• What you have to do
Output each entry exactly; skip nothing.

▼

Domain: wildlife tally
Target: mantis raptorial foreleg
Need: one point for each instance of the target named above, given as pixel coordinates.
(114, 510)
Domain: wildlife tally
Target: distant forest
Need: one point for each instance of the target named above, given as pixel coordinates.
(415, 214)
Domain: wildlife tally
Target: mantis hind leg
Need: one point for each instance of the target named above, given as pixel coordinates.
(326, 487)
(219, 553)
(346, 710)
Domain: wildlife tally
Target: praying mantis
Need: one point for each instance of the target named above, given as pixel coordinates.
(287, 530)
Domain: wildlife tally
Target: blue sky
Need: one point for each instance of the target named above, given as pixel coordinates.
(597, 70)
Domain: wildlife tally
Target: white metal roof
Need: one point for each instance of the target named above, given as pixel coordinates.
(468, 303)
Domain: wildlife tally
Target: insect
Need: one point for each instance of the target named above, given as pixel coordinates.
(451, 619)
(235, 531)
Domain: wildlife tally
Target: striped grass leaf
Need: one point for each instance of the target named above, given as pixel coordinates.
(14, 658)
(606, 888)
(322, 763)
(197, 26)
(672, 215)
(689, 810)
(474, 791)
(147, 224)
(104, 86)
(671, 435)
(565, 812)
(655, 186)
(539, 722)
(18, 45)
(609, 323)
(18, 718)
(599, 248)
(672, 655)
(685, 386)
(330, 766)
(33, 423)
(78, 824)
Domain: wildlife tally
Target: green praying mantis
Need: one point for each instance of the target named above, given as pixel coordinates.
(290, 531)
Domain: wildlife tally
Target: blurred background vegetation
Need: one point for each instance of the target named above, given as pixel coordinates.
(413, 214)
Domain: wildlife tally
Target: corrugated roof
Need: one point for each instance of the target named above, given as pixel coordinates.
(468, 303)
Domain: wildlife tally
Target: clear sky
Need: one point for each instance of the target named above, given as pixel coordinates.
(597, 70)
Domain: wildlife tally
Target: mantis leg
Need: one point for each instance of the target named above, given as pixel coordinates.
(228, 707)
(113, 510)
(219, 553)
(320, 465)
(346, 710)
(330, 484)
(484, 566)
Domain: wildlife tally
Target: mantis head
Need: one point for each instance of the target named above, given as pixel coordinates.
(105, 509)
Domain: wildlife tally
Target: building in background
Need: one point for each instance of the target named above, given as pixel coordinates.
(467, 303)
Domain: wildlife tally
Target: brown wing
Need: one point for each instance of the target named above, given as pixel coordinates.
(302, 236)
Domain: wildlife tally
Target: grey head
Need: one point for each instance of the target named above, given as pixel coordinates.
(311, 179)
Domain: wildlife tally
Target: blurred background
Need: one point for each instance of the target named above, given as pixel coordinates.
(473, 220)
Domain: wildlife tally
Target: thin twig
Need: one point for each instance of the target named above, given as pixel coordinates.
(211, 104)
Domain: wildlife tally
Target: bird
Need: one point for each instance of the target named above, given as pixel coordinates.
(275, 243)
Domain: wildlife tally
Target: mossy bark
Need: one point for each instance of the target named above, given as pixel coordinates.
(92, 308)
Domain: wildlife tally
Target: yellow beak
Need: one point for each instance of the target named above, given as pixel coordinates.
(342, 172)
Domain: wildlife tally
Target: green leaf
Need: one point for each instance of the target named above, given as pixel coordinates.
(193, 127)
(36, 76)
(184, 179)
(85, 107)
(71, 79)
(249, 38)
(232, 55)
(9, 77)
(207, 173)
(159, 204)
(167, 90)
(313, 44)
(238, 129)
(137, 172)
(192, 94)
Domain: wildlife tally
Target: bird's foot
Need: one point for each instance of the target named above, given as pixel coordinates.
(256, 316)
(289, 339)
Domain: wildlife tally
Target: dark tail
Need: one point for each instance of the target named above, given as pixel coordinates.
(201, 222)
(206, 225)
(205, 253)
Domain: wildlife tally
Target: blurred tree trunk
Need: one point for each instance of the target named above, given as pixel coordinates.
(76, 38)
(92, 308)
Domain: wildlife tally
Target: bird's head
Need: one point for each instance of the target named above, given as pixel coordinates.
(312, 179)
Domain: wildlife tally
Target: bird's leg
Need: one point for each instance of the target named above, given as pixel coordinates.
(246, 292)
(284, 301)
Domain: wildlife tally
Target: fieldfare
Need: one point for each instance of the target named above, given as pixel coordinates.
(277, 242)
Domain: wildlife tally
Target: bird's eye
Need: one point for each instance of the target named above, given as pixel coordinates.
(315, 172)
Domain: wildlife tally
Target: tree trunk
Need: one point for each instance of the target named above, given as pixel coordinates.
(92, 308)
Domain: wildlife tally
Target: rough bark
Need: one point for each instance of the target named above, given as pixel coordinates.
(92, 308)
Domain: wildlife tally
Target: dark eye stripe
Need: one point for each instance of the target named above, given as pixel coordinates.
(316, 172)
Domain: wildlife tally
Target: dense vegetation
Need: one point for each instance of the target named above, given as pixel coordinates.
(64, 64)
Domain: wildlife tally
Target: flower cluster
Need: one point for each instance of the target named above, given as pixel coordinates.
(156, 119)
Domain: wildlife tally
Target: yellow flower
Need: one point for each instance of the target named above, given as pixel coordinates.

▲

• Output below
Domain: wildlife tally
Target: mantis raptorial foreleg
Need: one point for each instance of the target named above, given as pixel coordinates.
(114, 510)
Domain: wildlife tally
Target: distant forest
Need: one point for each instance of the target named above, given as pixel coordinates.
(415, 214)
Domain: wildlife tally
Target: mantis hind leg
Need: one point for each instance of the target named above, given as pixel coordinates.
(326, 487)
(219, 553)
(346, 710)
Domain: wildlife tally
Target: praying mantis
Need: one point for each instance of the target named above, given as pixel coordinates.
(287, 530)
Domain: wildlife tally
Target: blue sky
Need: one point for each instance of the target named above, given as pixel coordinates.
(597, 70)
Domain: wildlife tally
Target: white metal roof
Need: one point for each instance of the target named above, given as pixel coordinates.
(468, 303)
Domain: wildlife tally
Target: insect
Need: one point for each instance of the target named above, given as pixel coordinates.
(451, 619)
(235, 531)
Domain: wildlife tally
Target: striped grass leaf
Need: one point for each instance of the target named above, given as pixel coordinates.
(14, 658)
(606, 888)
(322, 763)
(197, 26)
(672, 215)
(689, 810)
(474, 791)
(147, 224)
(104, 86)
(671, 435)
(565, 812)
(655, 186)
(539, 722)
(18, 45)
(609, 323)
(18, 718)
(599, 248)
(672, 655)
(685, 386)
(330, 766)
(33, 423)
(78, 824)
Domain: wildlife tally
Target: green praying mantis
Need: one point for each instance of the target named above, given as pixel coordinates.
(290, 531)
Domain: wildlife tally
Target: blurred background vegetation
Need: one point for each instance of the target named above, given as pixel coordinates.
(413, 214)
Domain: wildlife tally
Target: corrugated roof
Need: one point for each instance of the target named above, given as pixel coordinates.
(468, 303)
Domain: wildlife tally
Target: clear sky
Need: one point for each instance of the target named above, given as pixel coordinates.
(597, 70)
Domain: wildlife tally
Target: mantis leg
Need: one point for each instance of the target named above, given as pixel coordinates.
(228, 707)
(113, 510)
(219, 553)
(320, 465)
(346, 710)
(330, 484)
(484, 566)
Domain: wildlife tally
Target: mantis head
Need: one point for each instance of the target named above, given as pixel coordinates.
(105, 509)
Domain: wildlife tally
Target: building in background
Need: one point for each instance of the target named above, given as pixel coordinates.
(467, 303)
Domain: wildlife tally
Target: brown wing
Need: one point for each instance of the target named above, given as pixel coordinates.
(302, 236)
Domain: wildlife tally
Target: grey head
Need: one point for each instance of the target named above, given as pixel coordinates.
(311, 179)
Domain: wildlife tally
Target: blurred background
Need: one point for each instance of the target named above, given as pixel coordinates.
(473, 220)
Domain: wildlife tally
Target: thin twig
Need: one point for each instance of the target named above, given as pixel coordinates.
(211, 104)
Domain: wildlife tally
Target: bird
Need: one point for each instance of the target named above, given as pixel coordinates.
(275, 243)
Domain: wildlife tally
Target: mossy bark
Need: one point for each instance of the target named above, given as pixel coordinates.
(92, 308)
Domain: wildlife tally
Target: yellow beak
Need: one point for each instance of the target named above, given as pixel coordinates.
(342, 172)
Domain: wildlife tally
Target: green leaf
Need: one point for each instance of the target named above, given as pixel coordinates.
(193, 127)
(36, 76)
(184, 179)
(85, 107)
(71, 79)
(249, 38)
(232, 55)
(9, 77)
(207, 173)
(159, 204)
(167, 90)
(313, 44)
(238, 129)
(137, 172)
(192, 94)
Domain: wildlife tally
Target: bird's foot
Need: one point for each instance of the target named above, given as pixel coordinates.
(256, 316)
(289, 339)
Domain: wildlife tally
Target: dark tail
Need: one point for each instance of the target named above, given as pixel coordinates.
(201, 222)
(206, 225)
(205, 253)
Domain: wildlife tally
Target: blurred tree trunk
Need: one point for each instance of the target named above, given as pixel coordinates.
(76, 38)
(92, 308)
Domain: wildlife tally
Target: bird's head
Need: one point for each instance of the target named above, given as pixel coordinates.
(312, 179)
Domain: wildlife tally
Target: bird's leg
Need: one point for each instance of the target named above, given as pixel coordinates.
(246, 292)
(284, 301)
Domain: wildlife tally
Target: fieldfare
Need: one point for each instance of the target named above, given as pixel coordinates.
(277, 242)
Domain: wildlife tally
Target: bird's eye
Need: one point for each instance of the target named above, given as pixel coordinates.
(315, 172)
Domain: wildlife tally
Target: tree trunk
Need: one point for each instance of the target named above, given as pixel coordinates.
(92, 308)
Domain: wildlife tally
Target: rough bark
Need: one point for each instance of the target named above, given as pixel coordinates.
(92, 308)
Domain: wildlife tally
Target: dark eye stripe
Need: one point for each instance of the target named above, given as pixel coordinates.
(316, 172)
Domain: wildlife tally
Target: dense vegetation
Need: one point for each instance of the target named above, given as pixel coordinates.
(64, 64)
Domain: wildlife tally
Target: flower cluster
Need: one point for each instance of the target named above, given as pixel coordinates.
(156, 119)
Domain: wildlife tally
Target: yellow flower
Need: one point for each instance of the target named above, given as pixel coordinates.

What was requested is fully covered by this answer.